[CONSIGNA] Extrae tal cual del fragmento sobre los capitanes de veleros árabes el pasaje que empieza en "No puedo olvidar" y termina después de "en el horizonte.".

[FRAGMENTO SELECCIONADO]
----------
No puedo olvidar la emoción del capitán Abdala Cherif del puerto omaní de Sur quien me contó que cada noche soñaba con Zanzíbar. Antes de que, con su vuelo, las aves marinas delataran la presencia de tierra, incluso antes de que los veleros divisaran la silueta de la isla en el horizonte, ya sabían que se acercaban a Zanzíbar porque el viento llegaba perfumado con la fragancia del clavo. El capitán me dijo que cuando abandonaban la isla se cubría la vista para no ver como la silueta blanca de sus casas se desvanecía en el horizonte.
Recuerdo en especial al capitán Jafaar, enfermo de alzheimer que vivía en una cabaña en las costas de la Tihama en el Yemen. Compartía su vida con la anciana Aziza, que traficaba con espíritus y encantamientos, y dos jóvenes bellísimas a quienes apodé erróneamente “lunas entre estrellas”, porque como supe años más tarde en árabe la luna es masculina y el sol femenino. En un momento de lucidez, junto a la carcasa podrida de su viejo velero, el capitán Jafaar me reveló lo que significaba el mar, para los navegantes árabes. “¡Pilotando el Naim pasé mis mejores años!” confesó el anciano marino. “La vida era muy dura entonces, pero fui feliz. Era maravilloso, nos topábamos con las gentes más extrañas; nos relacionábamos con otros capitanes, con los marineros de todas partes de Arabia, de la India, de las Comores… Hablábamos árabe y suahili. En nuestro mundo, no existían ni los países ni las fronteras; todos éramos árabes, estuviéramos aquí, en Basora, Zanzíbar o Mombasa. Nuestra casa era cualquier puerto donde llegaran nuestros veleros. Pero la vida era difícil y los barcos modernos nos hacían la competencia. Un buen día los mercaderes que nos contrataban dejaron de hacer negocio, vendieron los viejos veleros y los sustituyeron por nuevos barcos con motores. Cuando los “negros” nos expulsaron de Zanzíbar, tras la revolución, supe que la navegación de altura, en nuestros veleros, había acabado. Ya no daba un rial.”
----------
[ENTRADAS]
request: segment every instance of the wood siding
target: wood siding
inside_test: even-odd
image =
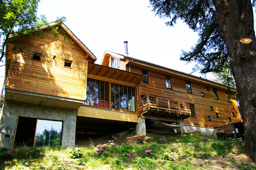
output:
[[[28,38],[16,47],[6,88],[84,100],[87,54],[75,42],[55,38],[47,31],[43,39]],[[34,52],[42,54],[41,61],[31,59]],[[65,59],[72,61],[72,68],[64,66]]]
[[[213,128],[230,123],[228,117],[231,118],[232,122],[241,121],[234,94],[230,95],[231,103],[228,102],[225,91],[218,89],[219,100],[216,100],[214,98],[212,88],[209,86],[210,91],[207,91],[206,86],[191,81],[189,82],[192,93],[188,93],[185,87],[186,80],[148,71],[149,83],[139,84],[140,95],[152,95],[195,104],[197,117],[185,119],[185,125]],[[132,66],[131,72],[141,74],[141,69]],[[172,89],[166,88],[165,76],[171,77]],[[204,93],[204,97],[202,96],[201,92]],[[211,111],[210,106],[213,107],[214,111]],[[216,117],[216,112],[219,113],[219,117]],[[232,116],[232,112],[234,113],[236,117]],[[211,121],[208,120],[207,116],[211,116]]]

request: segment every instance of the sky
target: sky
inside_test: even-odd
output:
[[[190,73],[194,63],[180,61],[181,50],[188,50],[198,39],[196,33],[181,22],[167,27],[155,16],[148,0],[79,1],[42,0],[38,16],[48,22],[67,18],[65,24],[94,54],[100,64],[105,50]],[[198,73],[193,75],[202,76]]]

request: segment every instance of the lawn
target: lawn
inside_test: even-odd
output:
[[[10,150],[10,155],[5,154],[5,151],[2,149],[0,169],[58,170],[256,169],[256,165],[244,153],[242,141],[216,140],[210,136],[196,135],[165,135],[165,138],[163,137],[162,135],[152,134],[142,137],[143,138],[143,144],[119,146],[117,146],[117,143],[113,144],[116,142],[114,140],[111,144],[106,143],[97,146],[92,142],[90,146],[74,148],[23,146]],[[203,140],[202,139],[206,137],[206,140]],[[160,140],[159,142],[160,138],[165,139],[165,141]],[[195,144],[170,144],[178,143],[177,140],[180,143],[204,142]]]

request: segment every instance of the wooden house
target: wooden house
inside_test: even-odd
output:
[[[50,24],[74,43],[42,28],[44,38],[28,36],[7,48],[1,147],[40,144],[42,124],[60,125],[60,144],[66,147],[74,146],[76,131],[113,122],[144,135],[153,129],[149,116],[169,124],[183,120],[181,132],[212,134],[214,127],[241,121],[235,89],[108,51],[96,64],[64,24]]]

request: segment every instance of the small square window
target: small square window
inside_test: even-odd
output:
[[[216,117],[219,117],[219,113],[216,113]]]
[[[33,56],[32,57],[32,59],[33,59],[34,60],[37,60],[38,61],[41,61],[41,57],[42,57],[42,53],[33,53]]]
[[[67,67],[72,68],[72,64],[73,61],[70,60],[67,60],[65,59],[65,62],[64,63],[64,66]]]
----------
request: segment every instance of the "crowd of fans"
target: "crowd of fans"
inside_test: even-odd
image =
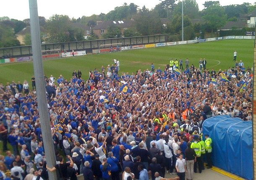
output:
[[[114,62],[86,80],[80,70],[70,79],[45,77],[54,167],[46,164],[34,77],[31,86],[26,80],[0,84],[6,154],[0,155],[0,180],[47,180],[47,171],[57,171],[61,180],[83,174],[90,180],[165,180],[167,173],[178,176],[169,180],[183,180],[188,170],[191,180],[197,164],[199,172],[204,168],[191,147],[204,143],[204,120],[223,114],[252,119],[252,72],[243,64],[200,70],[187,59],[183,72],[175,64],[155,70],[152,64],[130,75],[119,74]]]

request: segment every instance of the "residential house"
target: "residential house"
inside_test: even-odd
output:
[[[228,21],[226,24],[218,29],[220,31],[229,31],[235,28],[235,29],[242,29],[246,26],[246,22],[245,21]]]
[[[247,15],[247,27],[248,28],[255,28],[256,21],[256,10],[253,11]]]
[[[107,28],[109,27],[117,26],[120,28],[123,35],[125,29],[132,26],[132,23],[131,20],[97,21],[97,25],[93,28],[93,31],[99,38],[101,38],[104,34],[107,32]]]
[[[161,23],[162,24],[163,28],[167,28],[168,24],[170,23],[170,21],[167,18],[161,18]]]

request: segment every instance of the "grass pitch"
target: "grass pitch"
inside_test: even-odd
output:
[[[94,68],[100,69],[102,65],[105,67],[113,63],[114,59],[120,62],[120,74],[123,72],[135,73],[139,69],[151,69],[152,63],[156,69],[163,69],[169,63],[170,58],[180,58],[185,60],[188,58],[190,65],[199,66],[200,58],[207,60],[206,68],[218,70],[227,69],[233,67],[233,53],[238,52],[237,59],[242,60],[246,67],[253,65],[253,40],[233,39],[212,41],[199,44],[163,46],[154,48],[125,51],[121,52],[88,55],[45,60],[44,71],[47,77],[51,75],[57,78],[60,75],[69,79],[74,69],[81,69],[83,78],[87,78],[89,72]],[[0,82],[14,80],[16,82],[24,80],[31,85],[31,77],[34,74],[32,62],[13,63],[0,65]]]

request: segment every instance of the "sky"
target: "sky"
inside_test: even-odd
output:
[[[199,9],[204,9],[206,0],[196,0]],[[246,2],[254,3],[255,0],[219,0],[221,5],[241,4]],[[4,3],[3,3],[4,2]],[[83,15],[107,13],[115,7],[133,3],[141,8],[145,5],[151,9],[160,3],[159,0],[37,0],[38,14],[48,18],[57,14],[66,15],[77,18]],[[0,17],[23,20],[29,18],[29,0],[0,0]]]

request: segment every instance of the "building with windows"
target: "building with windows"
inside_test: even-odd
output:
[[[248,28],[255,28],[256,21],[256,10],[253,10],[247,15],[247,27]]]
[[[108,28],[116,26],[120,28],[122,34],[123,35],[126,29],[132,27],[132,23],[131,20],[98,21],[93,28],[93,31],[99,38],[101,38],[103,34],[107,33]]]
----------
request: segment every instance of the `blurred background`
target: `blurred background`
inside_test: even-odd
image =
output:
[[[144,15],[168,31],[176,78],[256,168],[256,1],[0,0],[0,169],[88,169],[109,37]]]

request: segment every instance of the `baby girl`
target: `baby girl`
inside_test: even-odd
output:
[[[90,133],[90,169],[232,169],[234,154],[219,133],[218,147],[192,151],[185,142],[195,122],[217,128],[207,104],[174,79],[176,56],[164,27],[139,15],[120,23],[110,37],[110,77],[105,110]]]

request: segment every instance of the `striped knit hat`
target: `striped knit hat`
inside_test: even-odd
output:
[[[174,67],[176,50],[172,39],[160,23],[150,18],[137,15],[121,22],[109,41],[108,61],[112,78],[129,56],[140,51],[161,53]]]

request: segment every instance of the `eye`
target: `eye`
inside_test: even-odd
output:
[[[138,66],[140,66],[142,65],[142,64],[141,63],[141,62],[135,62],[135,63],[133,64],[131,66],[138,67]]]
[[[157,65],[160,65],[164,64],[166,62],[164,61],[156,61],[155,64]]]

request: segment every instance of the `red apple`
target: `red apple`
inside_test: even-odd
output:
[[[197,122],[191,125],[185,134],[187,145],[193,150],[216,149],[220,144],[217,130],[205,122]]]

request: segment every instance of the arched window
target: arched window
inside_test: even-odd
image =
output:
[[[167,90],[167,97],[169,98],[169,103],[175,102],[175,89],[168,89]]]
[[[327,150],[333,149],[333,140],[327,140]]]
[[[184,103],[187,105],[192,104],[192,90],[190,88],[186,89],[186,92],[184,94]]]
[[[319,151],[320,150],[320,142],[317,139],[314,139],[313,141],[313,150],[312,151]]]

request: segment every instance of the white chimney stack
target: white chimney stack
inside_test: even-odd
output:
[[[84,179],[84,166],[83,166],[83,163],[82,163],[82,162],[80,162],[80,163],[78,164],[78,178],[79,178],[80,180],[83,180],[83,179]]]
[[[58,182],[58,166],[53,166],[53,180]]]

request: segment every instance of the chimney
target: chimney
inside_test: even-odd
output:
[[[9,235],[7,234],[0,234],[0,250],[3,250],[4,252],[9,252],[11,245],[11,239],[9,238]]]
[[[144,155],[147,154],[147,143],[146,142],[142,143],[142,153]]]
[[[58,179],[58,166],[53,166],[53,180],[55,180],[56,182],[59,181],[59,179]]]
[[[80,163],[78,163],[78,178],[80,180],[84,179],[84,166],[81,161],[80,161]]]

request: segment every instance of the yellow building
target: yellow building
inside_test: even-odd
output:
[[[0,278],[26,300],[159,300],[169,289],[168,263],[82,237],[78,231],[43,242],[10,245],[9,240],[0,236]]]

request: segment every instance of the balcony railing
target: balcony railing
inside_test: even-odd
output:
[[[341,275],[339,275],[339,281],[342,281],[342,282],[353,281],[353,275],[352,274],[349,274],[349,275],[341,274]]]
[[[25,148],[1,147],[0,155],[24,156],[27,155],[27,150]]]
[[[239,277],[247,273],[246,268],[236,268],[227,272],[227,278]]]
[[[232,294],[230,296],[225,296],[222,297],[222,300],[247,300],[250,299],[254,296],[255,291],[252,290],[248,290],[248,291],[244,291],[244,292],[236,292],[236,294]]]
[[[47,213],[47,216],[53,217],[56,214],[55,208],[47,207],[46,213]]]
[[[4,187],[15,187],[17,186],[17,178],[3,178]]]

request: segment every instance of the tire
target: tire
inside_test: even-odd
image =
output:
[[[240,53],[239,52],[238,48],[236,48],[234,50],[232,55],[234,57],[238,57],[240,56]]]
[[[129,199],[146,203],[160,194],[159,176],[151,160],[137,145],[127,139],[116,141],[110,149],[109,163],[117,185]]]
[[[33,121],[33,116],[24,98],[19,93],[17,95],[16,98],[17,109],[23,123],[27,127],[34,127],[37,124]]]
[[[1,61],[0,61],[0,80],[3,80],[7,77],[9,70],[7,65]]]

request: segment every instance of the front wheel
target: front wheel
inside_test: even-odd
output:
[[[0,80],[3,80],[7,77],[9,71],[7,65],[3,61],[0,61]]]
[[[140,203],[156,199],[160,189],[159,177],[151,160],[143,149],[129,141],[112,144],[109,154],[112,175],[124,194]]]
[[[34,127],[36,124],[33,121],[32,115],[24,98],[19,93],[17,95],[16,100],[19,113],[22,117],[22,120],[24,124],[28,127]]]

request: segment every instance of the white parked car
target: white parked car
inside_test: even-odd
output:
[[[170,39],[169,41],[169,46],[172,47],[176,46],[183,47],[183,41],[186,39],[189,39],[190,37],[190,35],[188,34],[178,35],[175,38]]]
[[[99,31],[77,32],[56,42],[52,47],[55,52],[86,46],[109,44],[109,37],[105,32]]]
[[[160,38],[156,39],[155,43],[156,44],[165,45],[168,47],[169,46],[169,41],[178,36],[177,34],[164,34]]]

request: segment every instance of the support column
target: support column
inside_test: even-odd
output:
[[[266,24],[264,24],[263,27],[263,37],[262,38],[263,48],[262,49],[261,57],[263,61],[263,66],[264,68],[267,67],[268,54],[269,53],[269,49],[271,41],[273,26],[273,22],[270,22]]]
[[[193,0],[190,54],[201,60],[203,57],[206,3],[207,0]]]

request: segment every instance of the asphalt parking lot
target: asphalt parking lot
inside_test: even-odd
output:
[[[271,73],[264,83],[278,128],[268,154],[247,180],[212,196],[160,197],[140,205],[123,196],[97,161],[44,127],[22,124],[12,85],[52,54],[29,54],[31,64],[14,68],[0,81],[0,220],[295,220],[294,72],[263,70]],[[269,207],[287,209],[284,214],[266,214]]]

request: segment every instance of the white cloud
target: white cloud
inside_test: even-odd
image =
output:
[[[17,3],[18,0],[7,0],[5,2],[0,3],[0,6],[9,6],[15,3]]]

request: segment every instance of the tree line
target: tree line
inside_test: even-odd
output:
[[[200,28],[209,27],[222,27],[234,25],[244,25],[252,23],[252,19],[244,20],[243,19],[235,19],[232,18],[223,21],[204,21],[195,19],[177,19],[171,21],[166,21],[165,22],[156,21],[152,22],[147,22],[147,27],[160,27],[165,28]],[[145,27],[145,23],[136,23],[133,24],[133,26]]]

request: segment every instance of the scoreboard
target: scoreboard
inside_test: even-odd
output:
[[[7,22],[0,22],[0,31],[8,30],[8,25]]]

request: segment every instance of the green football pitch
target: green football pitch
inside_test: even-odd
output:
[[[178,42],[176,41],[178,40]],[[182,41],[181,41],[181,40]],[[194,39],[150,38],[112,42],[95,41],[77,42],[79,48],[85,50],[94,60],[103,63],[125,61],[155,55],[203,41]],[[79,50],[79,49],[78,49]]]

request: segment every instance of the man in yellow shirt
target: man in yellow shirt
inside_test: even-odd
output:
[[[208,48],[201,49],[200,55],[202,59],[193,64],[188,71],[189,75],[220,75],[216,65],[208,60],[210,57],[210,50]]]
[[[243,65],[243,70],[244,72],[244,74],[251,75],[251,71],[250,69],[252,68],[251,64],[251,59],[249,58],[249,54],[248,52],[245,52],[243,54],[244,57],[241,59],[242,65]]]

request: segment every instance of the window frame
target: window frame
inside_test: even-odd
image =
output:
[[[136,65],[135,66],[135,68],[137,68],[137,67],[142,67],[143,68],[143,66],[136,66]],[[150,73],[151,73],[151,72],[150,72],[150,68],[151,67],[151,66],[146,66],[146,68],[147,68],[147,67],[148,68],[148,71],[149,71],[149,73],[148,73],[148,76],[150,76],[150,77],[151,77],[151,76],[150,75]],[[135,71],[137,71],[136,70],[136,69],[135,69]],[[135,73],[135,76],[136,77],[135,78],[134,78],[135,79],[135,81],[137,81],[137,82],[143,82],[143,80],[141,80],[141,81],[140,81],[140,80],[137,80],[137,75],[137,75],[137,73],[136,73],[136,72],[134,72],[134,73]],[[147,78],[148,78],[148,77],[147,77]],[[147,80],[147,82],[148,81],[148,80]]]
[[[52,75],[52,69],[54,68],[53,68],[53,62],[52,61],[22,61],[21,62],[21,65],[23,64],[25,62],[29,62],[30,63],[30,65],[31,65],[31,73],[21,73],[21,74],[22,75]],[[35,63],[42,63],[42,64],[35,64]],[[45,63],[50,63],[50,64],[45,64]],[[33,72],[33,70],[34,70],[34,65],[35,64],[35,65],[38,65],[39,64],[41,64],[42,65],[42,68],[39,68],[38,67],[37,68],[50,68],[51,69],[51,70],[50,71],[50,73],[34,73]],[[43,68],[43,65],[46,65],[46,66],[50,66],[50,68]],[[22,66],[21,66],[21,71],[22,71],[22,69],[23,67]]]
----------
[RESPUESTA DEL EJERCICIO]
No puedo olvidar la emoción del capitán Abdala Cherif del puerto omaní de Sur quien me contó que cada noche soñaba con Zanzíbar. Antes de que, con su vuelo, las aves marinas delataran la presencia de tierra, incluso antes de que los veleros divisaran la silueta de la isla en el horizonte, ya sabían que se acercaban a Zanzíbar porque el viento llegaba perfumado con la fragancia del clavo. El capitán me dijo que cuando abandonaban la isla se cubría la vista para no ver como la silueta blanca de sus casas se desvanecía en el horizonte.